▸ Trecho da página:
——

Marília: Não, estava escrito HCE. Me botava numa maca… O médico uma vez me perguntou “Mas o que a senhora tem?”, e eu não sabia o que responder. E o carcereiro dizia “Não fale com ele!”, entendeu?

Helena: Ele não sabia que você era presa política?

Marília: Ele não sabia. Mas teve um que ficou perguntando muito, entendeu? Porque eu devia estar um trapo…

Helena: Entendi…

Marília: Tensíssima, sabendo que ainda ia voltar pro inferno. O inferno ainda ia começar.

Rogério: É bom lembrar, há vários dias sem comer. Sem qualquer alimento, né?

Marília: Não, tinha um alimento que eles davam lá, a sopa. Sabe que outro dia eu estava pensando exatamente com a Helena, assim, como é que a gente comia lá? Foi uma coisa que caiu na minha…

Rogério: Agora eu lembrei, eu não falei uma coisa importante…

Marília: Como é que a gente comia naquele negócio?

Rogério: Eu fiquei dez dias sem comer nada, sem comer absolutamente nada.

Marília: É… O hospital me dava uma sopa lá…

Rogério: Teve uma noite lá que eu comecei a pedir água e um carcereiro, eu imagino que é noite, porque a gente imaginava o seguinte, um silêncio muito grande, só pode ser madrugada, né? Porque o dia inteiro um agito de gritos, tá entendendo? De passos, de movimentos. Então, aquele silêncio total. Inclusive final de semana, sábado e domingo, entendeu? Aí, eu pedi água ao carcereiro no escuro. Aí apareceu um copo, alguém me deu um copo lá. Foi a única coisa que eu me lembro, é esse copo d’água. Em dez dias.

Marília: E é interessante…

Rogério: É bom lembrar que eu saí, depois dos 60 dias, mesmo sendo alimentado lá no DOPS que lá tinha…

Marília: No fim, acabado.

Rogério: Eu saí de lá um verdadeiro cadáver.

Marília: Agora, a grande questão que eu achei interessante foi quando eu voltei os carcereiros já sabiam tudo de mim, entendeu? Da intimidade do que eu fazia, do que eu não fazia, que o doutor Arruda que era meu chefe lá, sabia tudo. Eles sabiam tudo! Por isso que eu te falo da questão da informação. Eles sabiam tudo! Mas eles sabiam tudo, de tudo. Cada um vai deixando…

Rogério: Depois você teve uma passagem…

Marília: Aí, depois eu fui…

Helena: E ficou quanto tempo depois que você saiu do hospital e voltou?

——

▸ Extrato de dados:
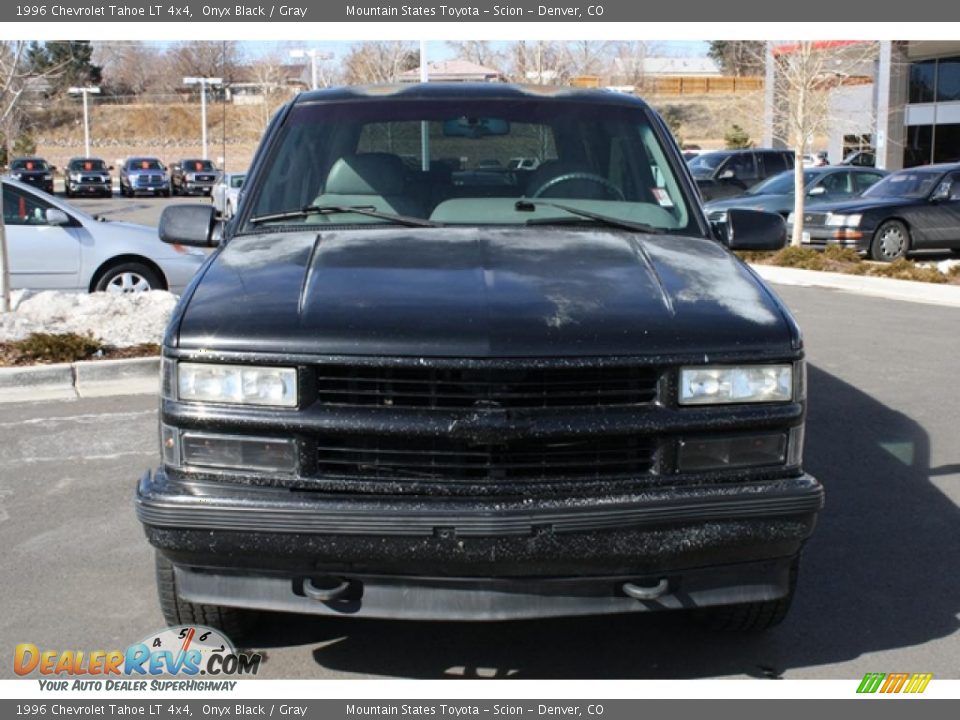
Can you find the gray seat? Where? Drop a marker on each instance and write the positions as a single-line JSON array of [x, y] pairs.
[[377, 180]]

——

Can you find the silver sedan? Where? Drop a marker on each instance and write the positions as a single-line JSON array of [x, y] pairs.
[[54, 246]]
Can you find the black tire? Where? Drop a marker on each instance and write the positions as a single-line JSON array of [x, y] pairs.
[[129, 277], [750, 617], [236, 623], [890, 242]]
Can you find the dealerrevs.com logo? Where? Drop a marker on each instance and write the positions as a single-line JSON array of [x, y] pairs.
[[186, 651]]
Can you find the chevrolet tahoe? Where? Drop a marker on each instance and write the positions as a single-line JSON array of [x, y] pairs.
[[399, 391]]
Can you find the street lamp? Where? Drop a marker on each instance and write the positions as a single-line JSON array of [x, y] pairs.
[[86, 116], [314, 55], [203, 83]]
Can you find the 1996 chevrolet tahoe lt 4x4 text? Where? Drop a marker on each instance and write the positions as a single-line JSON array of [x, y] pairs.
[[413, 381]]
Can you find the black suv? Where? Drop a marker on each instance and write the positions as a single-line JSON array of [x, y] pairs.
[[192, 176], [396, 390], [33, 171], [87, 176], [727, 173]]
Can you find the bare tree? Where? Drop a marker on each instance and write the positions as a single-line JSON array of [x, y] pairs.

——

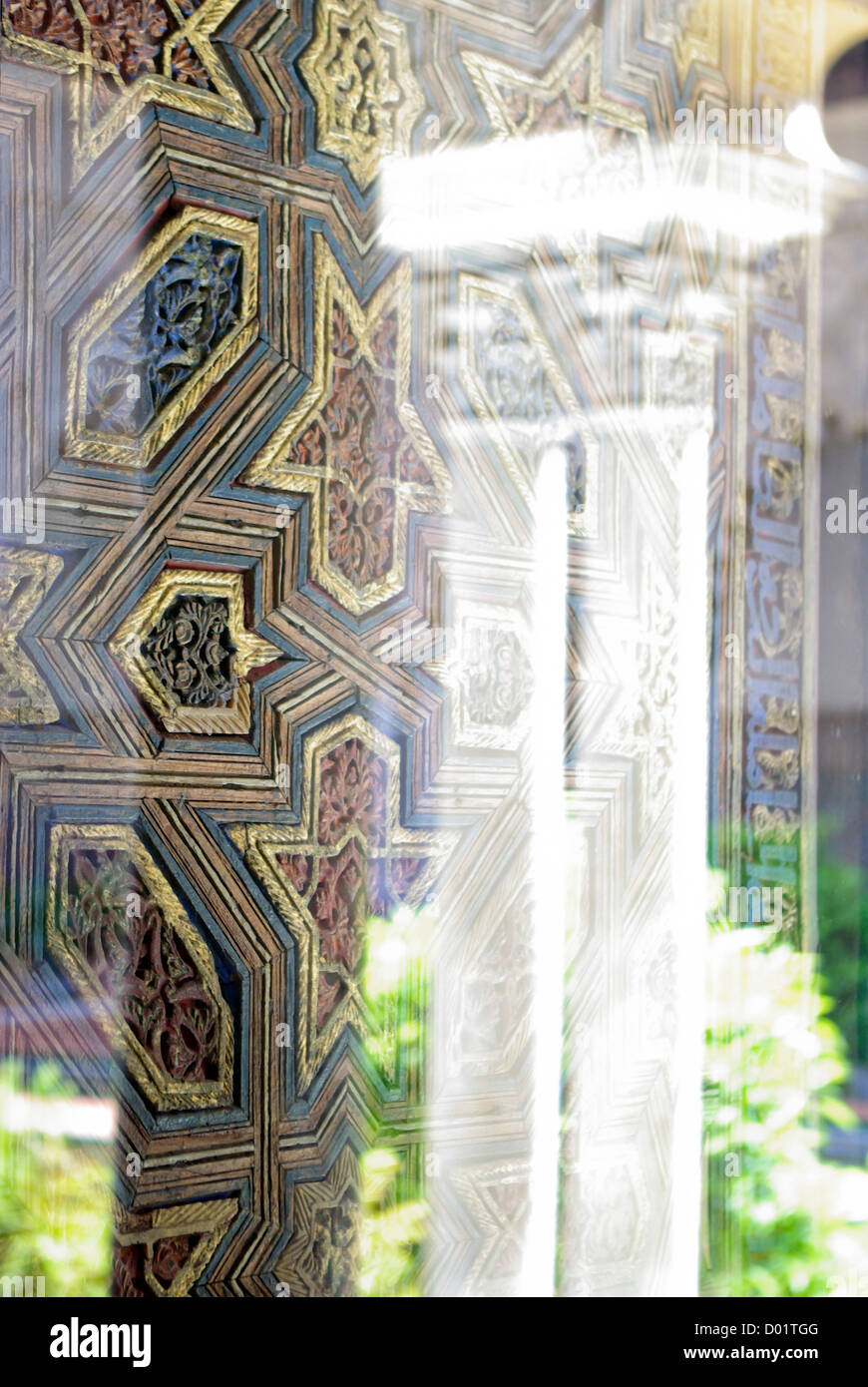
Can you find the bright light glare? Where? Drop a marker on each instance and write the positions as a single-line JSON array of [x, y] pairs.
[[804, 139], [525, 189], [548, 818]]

——

▸ Enunciado da tarefa:
Segundo o trecho da página, por quantos dias Rogério ficou sem comer absolutamente nada?

▸ Resolução detalhada:
Dez dias.